┌─ AVAILABLE RECORDS
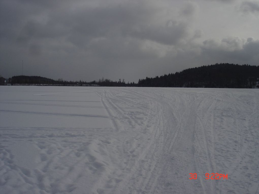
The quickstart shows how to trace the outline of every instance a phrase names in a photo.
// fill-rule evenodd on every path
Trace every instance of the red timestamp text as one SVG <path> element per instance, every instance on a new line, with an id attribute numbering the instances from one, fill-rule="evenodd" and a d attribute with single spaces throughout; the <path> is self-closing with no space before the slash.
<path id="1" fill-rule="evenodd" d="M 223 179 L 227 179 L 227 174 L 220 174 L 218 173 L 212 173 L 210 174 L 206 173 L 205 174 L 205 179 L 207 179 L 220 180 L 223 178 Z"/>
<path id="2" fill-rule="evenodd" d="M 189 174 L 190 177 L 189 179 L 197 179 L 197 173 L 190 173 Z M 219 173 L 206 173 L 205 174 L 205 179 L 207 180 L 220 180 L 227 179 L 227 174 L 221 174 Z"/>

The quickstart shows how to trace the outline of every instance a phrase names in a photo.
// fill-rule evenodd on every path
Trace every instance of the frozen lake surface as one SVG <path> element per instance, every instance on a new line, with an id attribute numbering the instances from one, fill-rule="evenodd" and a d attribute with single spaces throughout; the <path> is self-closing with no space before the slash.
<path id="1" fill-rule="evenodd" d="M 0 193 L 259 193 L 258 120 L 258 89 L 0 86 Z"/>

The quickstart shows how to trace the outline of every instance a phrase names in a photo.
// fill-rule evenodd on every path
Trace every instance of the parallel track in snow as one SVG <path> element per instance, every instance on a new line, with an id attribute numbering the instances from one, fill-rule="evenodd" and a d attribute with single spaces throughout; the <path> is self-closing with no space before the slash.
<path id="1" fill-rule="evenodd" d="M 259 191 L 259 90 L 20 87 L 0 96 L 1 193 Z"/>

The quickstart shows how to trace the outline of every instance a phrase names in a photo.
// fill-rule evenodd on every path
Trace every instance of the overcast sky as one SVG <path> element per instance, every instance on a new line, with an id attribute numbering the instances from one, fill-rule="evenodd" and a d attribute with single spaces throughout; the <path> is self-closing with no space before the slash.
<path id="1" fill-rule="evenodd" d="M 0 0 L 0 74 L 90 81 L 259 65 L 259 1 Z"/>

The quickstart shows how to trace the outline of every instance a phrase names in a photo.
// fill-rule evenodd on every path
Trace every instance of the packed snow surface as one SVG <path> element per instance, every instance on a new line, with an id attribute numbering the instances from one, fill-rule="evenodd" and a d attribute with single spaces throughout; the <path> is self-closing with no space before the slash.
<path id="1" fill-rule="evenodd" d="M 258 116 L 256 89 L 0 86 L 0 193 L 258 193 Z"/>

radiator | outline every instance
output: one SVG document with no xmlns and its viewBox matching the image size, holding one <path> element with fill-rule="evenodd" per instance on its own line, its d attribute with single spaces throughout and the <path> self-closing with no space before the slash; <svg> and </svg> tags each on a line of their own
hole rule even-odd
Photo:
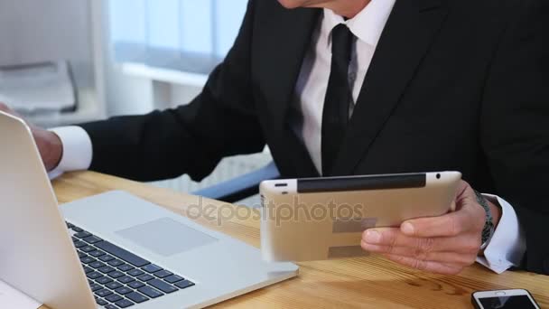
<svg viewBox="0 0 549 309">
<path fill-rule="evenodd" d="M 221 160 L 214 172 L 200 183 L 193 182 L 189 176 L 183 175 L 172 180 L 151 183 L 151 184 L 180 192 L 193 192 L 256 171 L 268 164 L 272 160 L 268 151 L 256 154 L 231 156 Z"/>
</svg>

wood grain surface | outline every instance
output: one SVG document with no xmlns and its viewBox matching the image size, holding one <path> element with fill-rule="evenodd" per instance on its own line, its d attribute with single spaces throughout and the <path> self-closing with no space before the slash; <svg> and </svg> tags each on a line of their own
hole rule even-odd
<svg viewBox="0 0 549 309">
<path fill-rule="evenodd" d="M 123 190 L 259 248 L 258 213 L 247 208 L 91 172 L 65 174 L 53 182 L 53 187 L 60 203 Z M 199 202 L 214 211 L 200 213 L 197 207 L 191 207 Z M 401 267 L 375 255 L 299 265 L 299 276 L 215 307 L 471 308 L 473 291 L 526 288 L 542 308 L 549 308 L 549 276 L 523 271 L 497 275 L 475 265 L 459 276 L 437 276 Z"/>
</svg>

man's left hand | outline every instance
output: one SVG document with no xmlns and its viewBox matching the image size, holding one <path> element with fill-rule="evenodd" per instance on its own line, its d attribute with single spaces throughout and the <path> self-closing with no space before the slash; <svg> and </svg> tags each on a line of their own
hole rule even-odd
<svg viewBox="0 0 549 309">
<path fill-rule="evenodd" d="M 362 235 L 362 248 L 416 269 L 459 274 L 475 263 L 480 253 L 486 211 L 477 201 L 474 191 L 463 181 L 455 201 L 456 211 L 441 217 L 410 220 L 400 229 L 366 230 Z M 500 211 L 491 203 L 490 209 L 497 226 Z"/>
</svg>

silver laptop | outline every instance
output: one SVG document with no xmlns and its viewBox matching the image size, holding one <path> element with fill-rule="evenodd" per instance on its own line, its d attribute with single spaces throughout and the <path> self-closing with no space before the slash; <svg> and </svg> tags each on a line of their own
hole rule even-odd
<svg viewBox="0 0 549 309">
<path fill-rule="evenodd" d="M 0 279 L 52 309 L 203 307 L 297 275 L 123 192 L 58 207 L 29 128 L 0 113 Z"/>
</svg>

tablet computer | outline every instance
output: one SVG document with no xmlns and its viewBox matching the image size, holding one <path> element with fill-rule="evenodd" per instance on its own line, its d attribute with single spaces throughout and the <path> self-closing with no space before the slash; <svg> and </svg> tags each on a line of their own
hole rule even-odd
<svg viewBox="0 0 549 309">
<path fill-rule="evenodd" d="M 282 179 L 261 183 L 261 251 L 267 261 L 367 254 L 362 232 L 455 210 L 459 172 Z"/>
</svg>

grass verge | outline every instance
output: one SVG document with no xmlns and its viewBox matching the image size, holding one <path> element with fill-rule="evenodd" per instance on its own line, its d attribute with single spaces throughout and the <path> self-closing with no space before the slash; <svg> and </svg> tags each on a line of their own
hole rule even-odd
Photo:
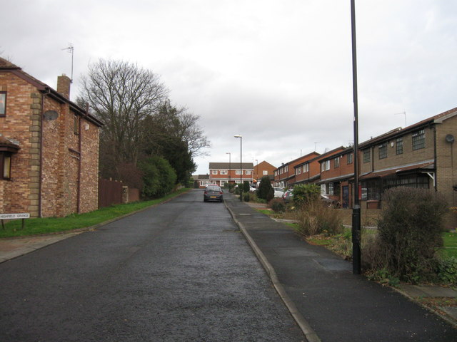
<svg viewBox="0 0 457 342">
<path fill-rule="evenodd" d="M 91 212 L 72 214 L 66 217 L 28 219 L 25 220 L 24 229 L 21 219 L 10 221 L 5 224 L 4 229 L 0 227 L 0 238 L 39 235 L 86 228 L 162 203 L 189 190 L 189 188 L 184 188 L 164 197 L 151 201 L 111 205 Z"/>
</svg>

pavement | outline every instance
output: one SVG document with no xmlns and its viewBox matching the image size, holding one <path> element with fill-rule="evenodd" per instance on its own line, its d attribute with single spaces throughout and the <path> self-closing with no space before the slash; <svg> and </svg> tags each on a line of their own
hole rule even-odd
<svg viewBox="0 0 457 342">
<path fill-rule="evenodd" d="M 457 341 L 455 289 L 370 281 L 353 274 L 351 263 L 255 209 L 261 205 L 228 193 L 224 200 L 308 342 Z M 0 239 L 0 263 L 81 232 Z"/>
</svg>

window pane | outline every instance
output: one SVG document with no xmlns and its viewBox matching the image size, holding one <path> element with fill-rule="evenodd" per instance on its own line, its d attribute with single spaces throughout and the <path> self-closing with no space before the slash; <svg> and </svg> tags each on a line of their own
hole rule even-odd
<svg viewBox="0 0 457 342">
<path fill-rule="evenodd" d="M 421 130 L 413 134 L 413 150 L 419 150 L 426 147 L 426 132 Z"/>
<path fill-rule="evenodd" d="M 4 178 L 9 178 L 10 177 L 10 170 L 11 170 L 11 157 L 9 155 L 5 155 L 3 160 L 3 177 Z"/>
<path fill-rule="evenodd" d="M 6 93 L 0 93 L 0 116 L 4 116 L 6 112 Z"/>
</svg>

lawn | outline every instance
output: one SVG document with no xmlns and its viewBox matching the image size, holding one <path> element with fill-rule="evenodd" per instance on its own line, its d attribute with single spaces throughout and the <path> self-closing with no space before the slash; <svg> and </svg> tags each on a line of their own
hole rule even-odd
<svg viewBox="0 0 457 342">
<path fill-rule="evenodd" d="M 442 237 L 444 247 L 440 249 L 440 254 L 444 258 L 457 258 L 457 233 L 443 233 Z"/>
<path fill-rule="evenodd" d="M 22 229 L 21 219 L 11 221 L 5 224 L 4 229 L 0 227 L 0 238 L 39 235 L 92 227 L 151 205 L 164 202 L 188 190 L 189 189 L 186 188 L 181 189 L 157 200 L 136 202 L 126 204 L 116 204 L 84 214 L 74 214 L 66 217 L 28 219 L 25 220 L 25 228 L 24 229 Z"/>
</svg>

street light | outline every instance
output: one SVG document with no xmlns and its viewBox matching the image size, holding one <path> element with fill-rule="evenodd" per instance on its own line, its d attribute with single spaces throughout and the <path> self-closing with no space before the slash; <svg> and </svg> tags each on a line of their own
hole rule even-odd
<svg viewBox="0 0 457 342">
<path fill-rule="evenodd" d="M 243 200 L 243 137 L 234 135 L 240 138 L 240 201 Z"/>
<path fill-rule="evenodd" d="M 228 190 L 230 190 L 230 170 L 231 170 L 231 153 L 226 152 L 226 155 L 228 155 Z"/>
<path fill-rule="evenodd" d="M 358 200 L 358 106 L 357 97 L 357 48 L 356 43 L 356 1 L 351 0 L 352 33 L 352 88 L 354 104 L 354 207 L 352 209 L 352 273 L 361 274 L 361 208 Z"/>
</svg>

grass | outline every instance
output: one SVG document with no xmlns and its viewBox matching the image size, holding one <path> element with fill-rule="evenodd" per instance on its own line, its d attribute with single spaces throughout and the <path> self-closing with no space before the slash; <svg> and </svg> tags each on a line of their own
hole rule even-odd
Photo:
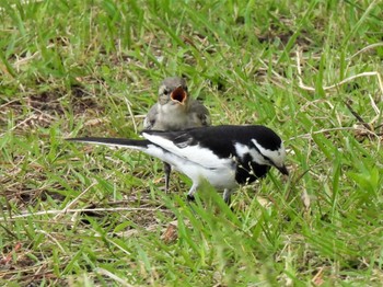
└─
Reproduce the entries starting at the beginning of the entries and ending at the line that contains "189 174 L 190", both ends included and the requests included. Multiply every outline coordinate in the answers by 1.15, round each result to a whole number with halves rounded up, and leave the pictures out.

The quickstart shows how to trace the outline of every instance a phrase names in a photo.
// fill-rule evenodd on every path
Trace every instance of the red timestamp text as one SVG <path> element per instance, every instance on a new line, with an id attribute numbering the instances from one, fill-rule="evenodd" and a d attribute with single spaces throughout; the <path> is self-closing with no space before the slash.
<path id="1" fill-rule="evenodd" d="M 256 206 L 261 206 L 261 200 L 253 200 L 251 199 L 244 199 L 242 200 L 237 199 L 236 200 L 236 206 L 238 206 L 253 207 L 256 205 Z"/>
<path id="2" fill-rule="evenodd" d="M 217 200 L 219 204 L 217 206 L 227 206 L 227 199 L 219 199 Z M 252 199 L 237 199 L 236 200 L 236 206 L 238 207 L 253 207 L 261 206 L 261 200 L 254 200 Z"/>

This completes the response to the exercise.